■ **Directions**:
Word for word, output every line of the material below, minus pictures.

== Segment start ==

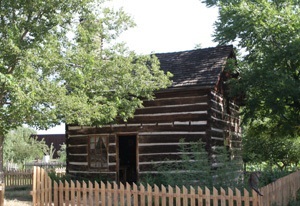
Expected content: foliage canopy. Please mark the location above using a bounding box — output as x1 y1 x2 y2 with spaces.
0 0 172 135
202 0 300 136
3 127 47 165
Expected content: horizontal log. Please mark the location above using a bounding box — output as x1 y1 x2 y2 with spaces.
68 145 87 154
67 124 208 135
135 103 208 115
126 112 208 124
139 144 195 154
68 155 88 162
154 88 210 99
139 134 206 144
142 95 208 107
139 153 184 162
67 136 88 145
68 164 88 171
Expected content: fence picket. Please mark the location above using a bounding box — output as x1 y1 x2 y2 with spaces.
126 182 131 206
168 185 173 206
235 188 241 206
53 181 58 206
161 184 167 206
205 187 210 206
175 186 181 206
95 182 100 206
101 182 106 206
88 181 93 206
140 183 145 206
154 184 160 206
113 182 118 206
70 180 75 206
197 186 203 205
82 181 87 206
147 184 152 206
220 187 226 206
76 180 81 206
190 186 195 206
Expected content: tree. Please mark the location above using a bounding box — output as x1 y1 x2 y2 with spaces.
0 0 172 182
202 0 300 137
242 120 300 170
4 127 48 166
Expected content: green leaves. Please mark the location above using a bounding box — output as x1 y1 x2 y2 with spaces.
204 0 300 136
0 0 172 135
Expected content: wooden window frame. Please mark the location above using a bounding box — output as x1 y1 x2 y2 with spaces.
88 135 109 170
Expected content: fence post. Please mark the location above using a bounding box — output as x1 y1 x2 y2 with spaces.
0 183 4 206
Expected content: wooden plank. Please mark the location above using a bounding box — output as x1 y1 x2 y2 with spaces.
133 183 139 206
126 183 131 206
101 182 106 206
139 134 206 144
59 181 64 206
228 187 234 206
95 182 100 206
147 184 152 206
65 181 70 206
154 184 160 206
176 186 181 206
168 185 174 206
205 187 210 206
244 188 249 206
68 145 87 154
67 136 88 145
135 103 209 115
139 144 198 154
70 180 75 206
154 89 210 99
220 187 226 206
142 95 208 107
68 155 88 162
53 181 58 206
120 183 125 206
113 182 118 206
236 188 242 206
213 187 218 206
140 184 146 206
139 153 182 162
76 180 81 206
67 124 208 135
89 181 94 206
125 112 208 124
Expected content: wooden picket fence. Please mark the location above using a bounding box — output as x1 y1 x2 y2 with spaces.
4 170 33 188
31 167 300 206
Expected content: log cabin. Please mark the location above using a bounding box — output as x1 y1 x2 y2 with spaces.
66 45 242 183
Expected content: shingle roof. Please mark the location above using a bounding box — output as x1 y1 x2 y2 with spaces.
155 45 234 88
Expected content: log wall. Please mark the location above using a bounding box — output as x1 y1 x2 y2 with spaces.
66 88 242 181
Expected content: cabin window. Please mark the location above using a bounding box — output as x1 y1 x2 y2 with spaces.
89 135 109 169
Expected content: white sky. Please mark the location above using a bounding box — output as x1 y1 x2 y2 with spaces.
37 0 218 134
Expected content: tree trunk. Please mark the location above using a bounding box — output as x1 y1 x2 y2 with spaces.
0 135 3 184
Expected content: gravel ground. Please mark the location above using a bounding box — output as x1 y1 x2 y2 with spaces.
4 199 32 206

== Segment end ==

■ **Answer to this task**:
Expected content: foliage canopy. Please mark the location above using a bounding box — output as x1 y1 x2 y2 with spaces.
0 0 172 135
202 0 300 136
3 127 47 165
Expected content: horizontal log. Please mark the location above using a bounding box — output as x1 y1 x2 y2 with spaces.
68 145 87 154
67 124 208 135
135 103 208 115
126 112 208 124
139 144 195 154
68 155 88 162
154 88 210 99
139 134 206 144
142 95 208 107
139 153 184 162
67 136 88 145
68 164 88 171
Expected content: fence picket. Please mark the location above using a bounding box — output as x1 y1 x2 y2 with spaces.
126 182 131 206
168 185 173 206
235 188 241 206
53 181 58 206
161 184 167 206
205 187 210 206
175 186 181 206
95 182 100 206
101 182 106 206
88 181 93 206
140 183 145 206
154 184 160 206
113 182 118 206
70 180 75 206
197 186 203 205
82 181 87 206
147 184 152 206
220 187 226 206
76 180 81 206
190 186 195 206
Expected content: tree. Please mark the location above using a bounding box — output as x1 y1 x2 y2 with spaces.
0 0 172 182
202 0 300 137
242 120 300 170
4 127 48 166
Expected content: green leaves. Please mark the location above using a bounding box — output as x1 y1 x2 y2 with spaces.
204 0 300 136
0 0 172 135
Expected content: wooden window frame. Please mark the location above using a bounding box — output as x1 y1 x2 y2 with spaces.
88 135 109 170
Expected content: fence post. Please mark the location above using a bounding box — output as x1 y1 x2 y2 with spaces.
0 183 4 206
Expected content: wooden plank. Please mark the location above using a bounding box — output as x1 y1 x2 y2 with spaces.
133 183 139 206
126 183 131 206
101 182 106 206
139 134 206 144
59 181 64 206
228 187 234 206
95 182 100 206
147 184 152 206
65 181 70 206
154 184 160 206
176 186 181 206
168 185 174 206
205 187 210 206
244 188 249 206
68 145 87 154
67 136 88 145
135 103 209 115
139 144 198 154
70 180 75 206
154 89 210 99
220 187 226 206
142 95 208 107
68 155 88 162
53 181 58 206
120 183 125 206
113 182 118 206
236 188 242 206
213 187 218 206
140 184 146 206
139 153 182 162
76 180 81 206
67 124 208 135
89 181 94 206
125 112 208 124
Expected content: wooden picket fence. Please mark the location above using a bounding box — output as x1 y1 x2 y2 with spaces.
4 170 33 188
31 167 300 206
Expected content: log cabin. Please mark the location above using a bounding box — output as x1 y1 x2 y2 with spaces.
66 45 242 183
Expected content: shingle roof. Please mark the location above using a bounding box — output as x1 y1 x2 y2 with spaces.
155 45 234 88
Expected content: log wall. Please mark the location above using a bounding box — output as x1 y1 x2 y2 with spaces.
66 88 242 181
Expected content: cabin window. Please mark the location above using a bounding box — output as x1 y1 x2 y2 with spaces.
89 135 109 169
Expected content: white sky. Please mark the location above using a bounding box — output as x1 y1 x2 y2 with spaces.
37 0 218 134
Expected content: tree trunk. Please mark the location above using a bounding box — output as x1 y1 x2 y2 with spaces.
0 135 3 184
Expected content: gravel ground. Please mark the location above using a bounding box — output as x1 y1 x2 y2 with spaces.
4 199 32 206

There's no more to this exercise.